Une psychologue d’un PAEJ interviewée par une ado

Ci-dessus la Une du n°43 de la Gazette Saucisse et son dossier Full Santé Mentale, la revue du Lycée Jean Macé à Lanester.


Le PAEJ du pays de Lorient travaille depuis plusieurs années en partenariat avec le lycée Jean Macé de Lanester : orientations de jeunes vers le service, permanences hebdomadaires assurées par le PAEJ à la maison de quartier voisine de l’établissement scolaire, liens réguliers avec CPE et IDE, convention, etc. Cette fois, c’est avec le CDI du lycée que nous faisons du lien. Une lycéenne, Lucie Contrault, a souhaité interviewer une psychologue du PAEJ pour le n°43 de la revue du lycée «GAZETTE SAUCISSE» et son dossier “full santé mentale”. L’ensemble du travail réalisé par les lycéens est à retrouver sur twitter @GazetteSaucise  A noter que la Gazette saucisse a déjà reçu le prix national au festival confiné X-presso et le 1er prix du jury du concours régional de journaux scolaires Médiatiks 2020 et 2023.

Cette interview est réalisée par mail. Cécile Herrmann-Lehuede, psychologue au PAEJ de Lorient, répond aux questions de Lucie Contrault “sur le vif” comme lorsqu’elle travaille en face à face au PAEJ.

Quelles études avez-vous fait afin de devenir psychologue et pourquoi avoir choisi principalement d’aider les jeunes ?

Pour être psychologue, j’ai fait des études à la faculté de psychologie pendant 5 ans. Pour ma part à Nantes puis à Angers où une alternance était possible.

### À faire
1. Recopiez le passage de l'article sur l'interview de la psychologue du PAEJ, de "Cette interview est" jusqu'à "alternance était possible." inclus.
2. D'après l'article sur l'interview de la psychologue du PAEJ, pourquoi la psychologue a-t-elle poursuivi ses études à Angers après Nantes ? Répondez en une à trois phrases.

(Entrées du jeu de données)
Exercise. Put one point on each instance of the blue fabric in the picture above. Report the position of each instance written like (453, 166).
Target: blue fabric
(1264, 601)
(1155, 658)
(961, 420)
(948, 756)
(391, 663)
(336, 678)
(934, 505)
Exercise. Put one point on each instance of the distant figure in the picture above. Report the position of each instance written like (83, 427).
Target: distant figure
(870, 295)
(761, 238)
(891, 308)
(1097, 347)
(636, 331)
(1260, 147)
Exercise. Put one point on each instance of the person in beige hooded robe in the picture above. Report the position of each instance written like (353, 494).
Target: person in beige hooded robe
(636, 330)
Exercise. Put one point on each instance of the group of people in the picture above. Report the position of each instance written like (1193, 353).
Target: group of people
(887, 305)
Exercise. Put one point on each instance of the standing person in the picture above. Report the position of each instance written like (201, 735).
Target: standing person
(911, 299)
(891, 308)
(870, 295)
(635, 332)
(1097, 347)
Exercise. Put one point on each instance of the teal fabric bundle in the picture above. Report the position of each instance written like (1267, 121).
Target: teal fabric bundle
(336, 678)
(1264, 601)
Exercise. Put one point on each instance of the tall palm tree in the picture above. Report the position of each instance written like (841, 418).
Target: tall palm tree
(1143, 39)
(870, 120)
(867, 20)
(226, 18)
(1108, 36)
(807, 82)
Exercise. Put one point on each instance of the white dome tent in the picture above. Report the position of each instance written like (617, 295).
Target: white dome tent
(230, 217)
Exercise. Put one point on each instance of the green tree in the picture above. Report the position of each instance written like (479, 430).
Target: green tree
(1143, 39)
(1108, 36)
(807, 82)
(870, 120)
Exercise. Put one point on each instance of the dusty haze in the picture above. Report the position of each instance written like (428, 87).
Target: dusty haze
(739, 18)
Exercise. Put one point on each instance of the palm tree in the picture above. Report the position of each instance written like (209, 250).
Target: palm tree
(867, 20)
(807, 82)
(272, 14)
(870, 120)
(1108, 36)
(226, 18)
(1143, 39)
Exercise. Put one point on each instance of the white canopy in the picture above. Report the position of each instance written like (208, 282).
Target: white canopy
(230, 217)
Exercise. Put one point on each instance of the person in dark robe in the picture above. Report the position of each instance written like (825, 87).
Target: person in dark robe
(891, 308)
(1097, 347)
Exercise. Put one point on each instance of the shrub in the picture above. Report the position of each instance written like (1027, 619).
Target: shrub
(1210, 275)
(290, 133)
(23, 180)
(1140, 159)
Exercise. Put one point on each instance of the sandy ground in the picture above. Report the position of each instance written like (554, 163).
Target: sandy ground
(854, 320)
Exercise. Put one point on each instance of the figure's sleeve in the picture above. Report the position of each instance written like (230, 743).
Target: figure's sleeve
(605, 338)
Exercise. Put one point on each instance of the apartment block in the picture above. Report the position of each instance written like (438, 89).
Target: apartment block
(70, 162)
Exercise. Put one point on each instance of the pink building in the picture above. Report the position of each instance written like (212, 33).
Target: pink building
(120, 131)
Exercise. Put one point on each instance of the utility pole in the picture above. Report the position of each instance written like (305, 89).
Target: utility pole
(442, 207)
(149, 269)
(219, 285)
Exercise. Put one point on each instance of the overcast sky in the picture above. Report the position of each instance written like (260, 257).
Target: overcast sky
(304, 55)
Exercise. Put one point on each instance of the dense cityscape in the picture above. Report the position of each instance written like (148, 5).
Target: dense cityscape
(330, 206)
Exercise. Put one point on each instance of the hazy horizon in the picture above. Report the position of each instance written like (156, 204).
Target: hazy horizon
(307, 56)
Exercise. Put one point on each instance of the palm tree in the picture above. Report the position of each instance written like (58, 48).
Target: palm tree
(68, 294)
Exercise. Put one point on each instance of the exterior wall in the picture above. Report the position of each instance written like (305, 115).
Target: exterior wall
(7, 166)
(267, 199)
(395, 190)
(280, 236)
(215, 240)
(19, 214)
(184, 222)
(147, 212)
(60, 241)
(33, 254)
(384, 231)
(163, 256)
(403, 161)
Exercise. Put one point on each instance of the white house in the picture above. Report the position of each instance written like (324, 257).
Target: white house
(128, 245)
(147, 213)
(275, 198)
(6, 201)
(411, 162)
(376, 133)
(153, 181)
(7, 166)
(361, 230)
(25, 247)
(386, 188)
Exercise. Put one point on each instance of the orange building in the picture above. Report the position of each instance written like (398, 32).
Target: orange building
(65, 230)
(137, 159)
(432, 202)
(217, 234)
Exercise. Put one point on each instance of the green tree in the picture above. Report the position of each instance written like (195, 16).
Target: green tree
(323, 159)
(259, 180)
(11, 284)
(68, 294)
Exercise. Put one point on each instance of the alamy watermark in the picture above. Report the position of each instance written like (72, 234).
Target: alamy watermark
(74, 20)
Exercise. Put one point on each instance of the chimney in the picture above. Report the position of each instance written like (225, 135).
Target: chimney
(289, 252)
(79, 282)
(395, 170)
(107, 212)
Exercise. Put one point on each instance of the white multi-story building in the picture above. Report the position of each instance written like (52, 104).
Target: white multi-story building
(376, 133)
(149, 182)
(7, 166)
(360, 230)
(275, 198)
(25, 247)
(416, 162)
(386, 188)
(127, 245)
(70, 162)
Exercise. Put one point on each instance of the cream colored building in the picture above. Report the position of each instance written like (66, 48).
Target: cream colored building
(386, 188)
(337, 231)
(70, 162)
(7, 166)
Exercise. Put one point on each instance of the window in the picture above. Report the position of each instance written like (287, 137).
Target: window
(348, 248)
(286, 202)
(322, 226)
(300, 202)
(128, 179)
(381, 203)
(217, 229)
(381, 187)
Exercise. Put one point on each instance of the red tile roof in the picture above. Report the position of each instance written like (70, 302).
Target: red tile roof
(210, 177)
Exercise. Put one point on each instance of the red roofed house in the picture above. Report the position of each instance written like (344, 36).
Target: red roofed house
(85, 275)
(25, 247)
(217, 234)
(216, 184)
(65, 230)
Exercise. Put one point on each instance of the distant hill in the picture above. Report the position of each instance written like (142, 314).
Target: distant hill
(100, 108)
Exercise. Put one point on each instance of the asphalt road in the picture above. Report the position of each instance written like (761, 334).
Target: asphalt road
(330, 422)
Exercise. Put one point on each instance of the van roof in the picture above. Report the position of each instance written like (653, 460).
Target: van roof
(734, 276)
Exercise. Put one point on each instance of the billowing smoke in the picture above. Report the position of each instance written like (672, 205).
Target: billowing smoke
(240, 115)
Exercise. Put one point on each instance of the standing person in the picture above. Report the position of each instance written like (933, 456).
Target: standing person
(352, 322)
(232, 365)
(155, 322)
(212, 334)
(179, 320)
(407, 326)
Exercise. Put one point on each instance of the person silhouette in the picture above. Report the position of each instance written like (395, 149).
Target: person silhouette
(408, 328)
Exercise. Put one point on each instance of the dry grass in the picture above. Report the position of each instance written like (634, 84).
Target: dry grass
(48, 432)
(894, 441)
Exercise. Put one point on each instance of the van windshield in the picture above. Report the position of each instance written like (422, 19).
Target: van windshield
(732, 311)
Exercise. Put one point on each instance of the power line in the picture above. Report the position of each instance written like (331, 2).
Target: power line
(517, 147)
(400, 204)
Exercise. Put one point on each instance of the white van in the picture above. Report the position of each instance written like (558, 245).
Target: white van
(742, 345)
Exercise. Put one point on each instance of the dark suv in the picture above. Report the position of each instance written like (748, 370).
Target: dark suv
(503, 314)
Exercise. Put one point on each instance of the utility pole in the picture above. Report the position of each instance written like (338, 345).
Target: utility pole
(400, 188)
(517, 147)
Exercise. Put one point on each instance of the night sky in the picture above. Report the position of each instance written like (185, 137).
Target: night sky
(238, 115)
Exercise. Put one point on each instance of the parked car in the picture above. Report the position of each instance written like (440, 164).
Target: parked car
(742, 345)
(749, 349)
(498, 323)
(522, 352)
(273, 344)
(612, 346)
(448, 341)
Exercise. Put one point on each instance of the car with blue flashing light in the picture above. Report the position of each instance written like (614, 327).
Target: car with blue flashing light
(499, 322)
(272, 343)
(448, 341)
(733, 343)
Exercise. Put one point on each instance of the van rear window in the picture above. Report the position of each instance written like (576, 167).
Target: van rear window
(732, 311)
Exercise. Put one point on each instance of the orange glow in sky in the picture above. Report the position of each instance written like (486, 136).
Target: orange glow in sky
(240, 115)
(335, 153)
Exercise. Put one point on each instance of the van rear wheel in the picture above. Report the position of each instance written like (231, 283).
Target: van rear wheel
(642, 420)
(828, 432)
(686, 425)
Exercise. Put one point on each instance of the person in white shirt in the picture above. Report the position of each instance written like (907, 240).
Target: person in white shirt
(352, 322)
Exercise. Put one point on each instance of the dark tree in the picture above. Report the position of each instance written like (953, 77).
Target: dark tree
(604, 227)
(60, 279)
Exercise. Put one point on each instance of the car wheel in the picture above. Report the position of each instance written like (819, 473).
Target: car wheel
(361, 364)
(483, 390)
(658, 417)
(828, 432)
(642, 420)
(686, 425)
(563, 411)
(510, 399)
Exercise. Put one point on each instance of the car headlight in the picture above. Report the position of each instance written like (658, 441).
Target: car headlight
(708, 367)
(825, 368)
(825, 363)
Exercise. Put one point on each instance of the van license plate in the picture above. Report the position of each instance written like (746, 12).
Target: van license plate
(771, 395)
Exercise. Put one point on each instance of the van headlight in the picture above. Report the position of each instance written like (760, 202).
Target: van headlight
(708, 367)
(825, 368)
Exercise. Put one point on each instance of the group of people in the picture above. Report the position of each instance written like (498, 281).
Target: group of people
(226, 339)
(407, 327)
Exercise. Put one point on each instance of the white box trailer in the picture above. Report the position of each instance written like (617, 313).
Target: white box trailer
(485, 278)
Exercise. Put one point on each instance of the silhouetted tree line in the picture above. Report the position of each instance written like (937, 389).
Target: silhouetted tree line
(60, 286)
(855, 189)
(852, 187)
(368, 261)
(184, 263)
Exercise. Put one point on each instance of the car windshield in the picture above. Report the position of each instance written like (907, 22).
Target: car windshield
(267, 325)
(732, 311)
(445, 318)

### Ensemble des réponses
1.
Cette interview est réalisée par mail. Cécile Herrmann-Lehuede, psychologue au PAEJ de Lorient, répond aux questions de Lucie Contrault “sur le vif” comme lorsqu’elle travaille en face à face au PAEJ.

Quelles études avez-vous fait afin de devenir psychologue et pourquoi avoir choisi principalement d’aider les jeunes ?

Pour être psychologue, j’ai fait des études à la faculté de psychologie pendant 5 ans. Pour ma part à Nantes puis à Angers où une alternance était possible.

2. Elle a poursuivi ses études à Angers parce qu'une alternance y était possible.